• bir gun bir adam ondan ayrılırken bana demişti ki: beni tanımaya fırsatın olmadı hiç, aslında benim sesim çok güzel, çok güzel şarkı söylerim ben, bi tanısaydın çok severdin beni ....

    ustunden aşk geçti de anladım,içime oturdu bu söz.

    kendimi anlatamadan , tanıtamadan, beni bilseydi bırakıp gitmezdilerle boğuşup dururken bir anda aklıma geldi bu soz. hem de sabahın korunde araba kullanırken, hem de en alelade bir anda, sol sinyal verip donmek için beklerken. fonda esmeray'dan unutma beni çaldı. en sıradan bi anda kalbimde sızladı bir laf...

    bir sözün sarhoşu oldum o günden sonra, kendimi anlatabilme telaşı içinde, ki kelime fakiri ben, sözcük cimrisi ben, az sözle tüm benliğimi anlatmaya çalışmaya çabalarken, çoğu zaman bir anda sustum. derin sessizliklerin karşımdakine merak uyandırmasını beklerken, kendimi beyaz atlı prensini bekleyen pencere önü çiçeklerine benzettim.

    tanıtabilmek kendimi nasıl olur ki? bilemedim ben onu

    ben hep kendi sozumle , lafımla kendimi tanıtmak olmaz derdim, anlattıklarımdan cıkarsın derdim, ama olmuyor. o kadar zaman geçiremiyoruz çoğu zaman ve benim aklımda aynı laf çınlıyor: kendimi tanıtmaya fırsatım olmadı ki!
  • konuşmanın akışında karşınızdakinin üstünkörü sizi tanıdığını sanmasını sağlayacak birkaç ipucu verilerek yapılacak eylem, gizleriniz size kalsın, bırakın onlar da her şeyi bildiklerini sansınlar.
  • sen kim oluyorsun demeye en fiili hak kazanan, kendinin kim olduğunu anlatırken "bana bugüne bugün" diyerek söze başlar. kendini tanıtmak için en iyisi kimliğinin* en kısa özetini söyler; yoksa dinleyenler laf kalabalığını anlamaz ve sıkılırlar..

    "gitgide küçüldüğü ileri sürülen bir dünyada tanımak, kendini tanıtmak, tanınmak izlekleri çerçevesinde yürütülen etkinlikler var." bilge karasu - öteki metinler

    (bkz: karaova düğünü/@ibisile)
    (bkz: bana derler fosforlu)

-- Aşağıdakileri tamamlayın --
1. Kendini tanıtmak üzerine olan yazının "ustunden aşk geçti" sözleriyle başlayıp "önü çiçeklerine benzettim." sözleri de dahil olmak üzere biten bölümünü olduğu gibi yazın.
2. Girdilerde "asphalt" sözcüğünü içeren her satırı çıkarın. Büyük-küçük harf ayrımı önemlidir.
Yazı ile girdiler ayrı kaynaklardan alınmıştır.

-- Gösterilen bilgiler --
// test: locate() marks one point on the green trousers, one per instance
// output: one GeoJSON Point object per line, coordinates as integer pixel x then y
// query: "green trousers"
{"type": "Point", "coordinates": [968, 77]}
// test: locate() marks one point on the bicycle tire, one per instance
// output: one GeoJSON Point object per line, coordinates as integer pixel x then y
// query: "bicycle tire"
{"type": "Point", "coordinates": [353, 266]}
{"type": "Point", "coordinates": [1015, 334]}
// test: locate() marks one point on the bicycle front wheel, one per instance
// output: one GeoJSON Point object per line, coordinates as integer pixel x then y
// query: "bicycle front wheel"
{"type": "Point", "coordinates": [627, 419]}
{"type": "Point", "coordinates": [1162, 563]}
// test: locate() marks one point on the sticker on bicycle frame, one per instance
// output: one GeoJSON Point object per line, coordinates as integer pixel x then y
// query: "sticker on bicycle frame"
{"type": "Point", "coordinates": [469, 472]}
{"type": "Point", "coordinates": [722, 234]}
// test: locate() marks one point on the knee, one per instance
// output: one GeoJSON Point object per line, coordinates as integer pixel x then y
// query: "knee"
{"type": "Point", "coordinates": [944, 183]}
* * *
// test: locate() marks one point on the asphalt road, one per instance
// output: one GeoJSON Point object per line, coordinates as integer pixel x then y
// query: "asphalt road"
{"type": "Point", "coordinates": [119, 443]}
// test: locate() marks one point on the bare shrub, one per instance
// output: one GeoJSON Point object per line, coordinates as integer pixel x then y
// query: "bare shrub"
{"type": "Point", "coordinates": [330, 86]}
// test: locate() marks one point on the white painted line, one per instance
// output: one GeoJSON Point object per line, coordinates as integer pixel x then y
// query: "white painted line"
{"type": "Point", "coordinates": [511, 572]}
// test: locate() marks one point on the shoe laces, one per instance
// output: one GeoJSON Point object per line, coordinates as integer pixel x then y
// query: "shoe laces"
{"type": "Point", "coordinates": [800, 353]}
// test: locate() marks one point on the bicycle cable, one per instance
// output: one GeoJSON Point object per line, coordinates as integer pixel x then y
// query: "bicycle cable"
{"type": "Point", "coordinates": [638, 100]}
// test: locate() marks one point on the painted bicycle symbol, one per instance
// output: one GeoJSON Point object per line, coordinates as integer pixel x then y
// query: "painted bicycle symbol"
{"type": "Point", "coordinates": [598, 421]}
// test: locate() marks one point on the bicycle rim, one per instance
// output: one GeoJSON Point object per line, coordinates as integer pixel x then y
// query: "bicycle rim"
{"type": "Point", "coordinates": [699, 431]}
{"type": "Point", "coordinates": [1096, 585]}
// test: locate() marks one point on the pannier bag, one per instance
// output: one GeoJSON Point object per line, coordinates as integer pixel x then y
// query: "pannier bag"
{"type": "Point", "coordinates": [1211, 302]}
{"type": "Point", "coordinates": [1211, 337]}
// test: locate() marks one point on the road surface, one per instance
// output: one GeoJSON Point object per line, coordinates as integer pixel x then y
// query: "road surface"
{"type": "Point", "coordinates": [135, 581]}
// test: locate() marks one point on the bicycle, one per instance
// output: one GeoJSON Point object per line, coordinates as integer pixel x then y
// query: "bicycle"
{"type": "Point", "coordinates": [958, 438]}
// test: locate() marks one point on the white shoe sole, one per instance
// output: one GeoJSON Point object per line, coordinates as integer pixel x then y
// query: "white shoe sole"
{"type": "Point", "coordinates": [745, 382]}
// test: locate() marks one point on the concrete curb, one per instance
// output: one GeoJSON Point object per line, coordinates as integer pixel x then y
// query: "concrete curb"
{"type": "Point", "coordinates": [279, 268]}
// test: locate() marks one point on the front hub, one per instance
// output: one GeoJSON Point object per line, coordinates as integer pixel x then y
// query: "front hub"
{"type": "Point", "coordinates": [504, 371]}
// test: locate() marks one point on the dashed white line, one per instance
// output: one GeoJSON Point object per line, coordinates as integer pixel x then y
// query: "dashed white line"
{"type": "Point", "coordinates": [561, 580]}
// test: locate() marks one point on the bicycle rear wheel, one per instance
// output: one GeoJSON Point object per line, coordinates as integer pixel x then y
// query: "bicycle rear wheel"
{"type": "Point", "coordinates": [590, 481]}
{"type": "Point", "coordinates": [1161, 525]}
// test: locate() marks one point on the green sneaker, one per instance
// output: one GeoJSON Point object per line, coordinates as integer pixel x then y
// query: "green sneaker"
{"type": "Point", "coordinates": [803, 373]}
* * *
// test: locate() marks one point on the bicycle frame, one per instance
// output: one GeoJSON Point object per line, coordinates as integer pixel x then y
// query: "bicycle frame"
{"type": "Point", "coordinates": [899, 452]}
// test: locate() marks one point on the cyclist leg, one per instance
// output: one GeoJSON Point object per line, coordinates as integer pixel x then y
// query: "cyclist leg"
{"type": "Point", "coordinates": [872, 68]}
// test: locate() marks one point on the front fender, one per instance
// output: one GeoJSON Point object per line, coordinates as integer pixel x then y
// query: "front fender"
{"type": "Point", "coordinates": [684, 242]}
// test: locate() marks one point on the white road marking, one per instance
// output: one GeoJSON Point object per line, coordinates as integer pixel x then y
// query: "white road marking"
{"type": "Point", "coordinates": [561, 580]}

-- Soruların cevapları --
1.
ustunden aşk geçti de anladım,içime oturdu bu söz.

    kendimi anlatamadan , tanıtamadan, beni bilseydi bırakıp gitmezdilerle boğuşup dururken bir anda aklıma geldi bu soz. hem de sabahın korunde araba kullanırken, hem de en alelade bir anda, sol sinyal verip donmek için beklerken. fonda esmeray'dan unutma beni çaldı. en sıradan bi anda kalbimde sızladı bir laf...

    bir sözün sarhoşu oldum o günden sonra, kendimi anlatabilme telaşı içinde, ki kelime fakiri ben, sözcük cimrisi ben, az sözle tüm benliğimi anlatmaya çalışmaya çabalarken, çoğu zaman bir anda sustum. derin sessizliklerin karşımdakine merak uyandırmasını beklerken, kendimi beyaz atlı prensini bekleyen pencere önü çiçeklerine benzettim.

2.
// test: locate() marks one point on the asphalt road, one per instance
// query: "asphalt road"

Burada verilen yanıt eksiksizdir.